### Raw records
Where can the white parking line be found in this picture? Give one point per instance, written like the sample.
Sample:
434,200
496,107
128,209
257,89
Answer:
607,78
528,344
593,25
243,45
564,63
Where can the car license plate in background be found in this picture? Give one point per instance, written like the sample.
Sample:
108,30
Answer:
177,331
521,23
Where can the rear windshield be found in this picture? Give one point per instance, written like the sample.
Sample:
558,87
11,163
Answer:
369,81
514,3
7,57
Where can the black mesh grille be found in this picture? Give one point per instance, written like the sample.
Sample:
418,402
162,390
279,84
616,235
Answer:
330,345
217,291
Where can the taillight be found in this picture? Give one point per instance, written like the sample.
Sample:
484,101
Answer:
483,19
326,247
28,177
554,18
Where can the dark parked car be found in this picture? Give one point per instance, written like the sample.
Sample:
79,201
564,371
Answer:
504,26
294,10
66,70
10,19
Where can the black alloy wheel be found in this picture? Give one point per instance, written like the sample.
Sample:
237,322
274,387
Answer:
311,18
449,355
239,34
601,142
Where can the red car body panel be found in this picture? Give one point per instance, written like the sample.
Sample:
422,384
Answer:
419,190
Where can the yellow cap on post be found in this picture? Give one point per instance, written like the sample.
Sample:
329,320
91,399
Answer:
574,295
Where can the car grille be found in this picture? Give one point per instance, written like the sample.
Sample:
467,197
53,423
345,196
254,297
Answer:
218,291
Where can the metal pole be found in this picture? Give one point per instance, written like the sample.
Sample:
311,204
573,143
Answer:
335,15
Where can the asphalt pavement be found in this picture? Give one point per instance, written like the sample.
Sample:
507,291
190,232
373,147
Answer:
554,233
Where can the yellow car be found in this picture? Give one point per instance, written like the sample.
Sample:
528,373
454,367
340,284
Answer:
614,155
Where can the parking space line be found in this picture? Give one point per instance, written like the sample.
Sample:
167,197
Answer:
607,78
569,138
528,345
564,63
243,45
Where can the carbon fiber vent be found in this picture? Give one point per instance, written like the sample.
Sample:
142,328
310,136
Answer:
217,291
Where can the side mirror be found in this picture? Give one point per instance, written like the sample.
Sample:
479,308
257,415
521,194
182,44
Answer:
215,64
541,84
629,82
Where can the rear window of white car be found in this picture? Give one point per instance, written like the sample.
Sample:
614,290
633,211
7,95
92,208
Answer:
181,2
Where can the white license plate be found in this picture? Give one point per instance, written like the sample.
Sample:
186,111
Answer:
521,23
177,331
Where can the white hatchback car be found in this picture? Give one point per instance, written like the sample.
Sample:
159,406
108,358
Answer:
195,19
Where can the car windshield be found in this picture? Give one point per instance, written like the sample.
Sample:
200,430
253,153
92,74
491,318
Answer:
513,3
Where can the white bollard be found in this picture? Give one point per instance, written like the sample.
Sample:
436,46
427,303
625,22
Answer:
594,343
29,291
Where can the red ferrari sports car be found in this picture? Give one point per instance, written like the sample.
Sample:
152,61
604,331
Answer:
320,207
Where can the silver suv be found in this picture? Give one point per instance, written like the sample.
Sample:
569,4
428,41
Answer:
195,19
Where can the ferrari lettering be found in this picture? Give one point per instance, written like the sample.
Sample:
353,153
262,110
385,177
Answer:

### Task objective
Each of the records should be retyped exactly.

### Response below
Where can the white parking line be found in this picture? Give one point per instance, written like the sample.
Sample:
434,200
496,107
128,209
257,89
Answer:
607,78
528,344
593,25
243,45
564,63
Where can the car license plate in background be found in this picture? Give one point per instance, written like the sample.
Sample:
108,30
Answer:
177,331
521,23
Where can the rear windshield be found in this picture? Give one point per instance, written like the sample.
Sample:
558,87
11,163
Answer:
369,81
514,3
7,57
Where can the black mesh grille be found in this picture? Give one point per instance, written like the sample.
Sample:
418,402
162,390
279,84
616,235
Answer:
330,345
217,291
Where can the taillight be found in this picture? Give one point per instance, written like the sample.
Sample:
484,101
Answer:
483,19
326,247
28,177
554,18
Where can the dark parked car be found in this picture? Give one point per instance, written like the sample.
Sample:
79,201
564,371
Answer:
504,26
294,10
66,70
10,19
Where can the black alloy wheel be found in this picture? Give one point per instance, written like the sample.
Sample:
237,322
274,387
Answer:
311,18
449,355
239,34
601,142
Where can the red car body panel be found in this picture? Give one point per instance, written like the sample.
Sample:
422,384
Answer:
419,190
Where can the yellow cap on post be found in this picture? Give one point per instance, written like the sample.
Sample:
329,320
91,399
Answer:
574,295
Where can the car grille be found in this picture? Give one point per instance, written like the sample.
Sample:
467,197
53,423
345,196
254,297
Answer:
218,291
Where can the metal pole be found in this picture? Give one point per instance, written like the sample.
Sample:
311,204
573,143
Answer:
335,15
Where can the asphalt pavement be found in this picture? Give one point per instance, written like the sample.
Sample:
507,291
190,232
373,147
Answer:
554,233
Where can the yellow car be found in this picture? Give one point per instance, written like the sample.
Sample:
528,373
454,367
340,284
Answer:
614,155
Where can the parking space line be found in this picture? Give one point per instance, written like the sample.
Sample:
167,197
Answer:
607,78
569,138
528,345
564,63
243,45
Where can the carbon fiber vent be found in this picture? Give one point per instance, written like the sample.
Sample:
142,328
310,136
Answer:
217,291
Where can the side mirror be found in this picture? Give one point per instance, written like the sample.
Sample:
479,308
257,415
521,194
182,44
Answer:
215,64
541,84
629,82
Where can the rear window of white car be found in this picture? Give one point per instance, written like the sample.
Sample:
614,290
633,211
7,95
92,208
Answer:
181,2
Where can the white license plate be found in this picture? Give one point per instance, written like the sample.
Sample:
186,111
Answer:
521,23
177,331
Where can the white hatchback car be found in this picture? Give one point per instance, written like the sample.
Sample:
159,406
108,358
Answer:
195,19
Where can the car windshield be found in this picture? Give one point per instance, written like the sample.
Sample:
200,430
253,153
92,74
491,318
Answer:
513,3
Where can the white bollard be found in this picture? Give one point per instance, written like the sample.
Sample:
436,46
427,303
625,22
Answer:
594,343
29,291
Where can the red ferrari sports car be found in this picture? Give one point per instance, written like the sample.
Sample:
152,61
604,331
Answer:
320,207
Where can the silver suv be found in this picture? Give one point per instance, written like the sample.
Sample:
569,4
428,41
Answer:
195,19
Where can the ferrari lettering be found in this picture? Give one point per instance, written like the sample.
Sample:
353,153
262,110
385,177
Answer:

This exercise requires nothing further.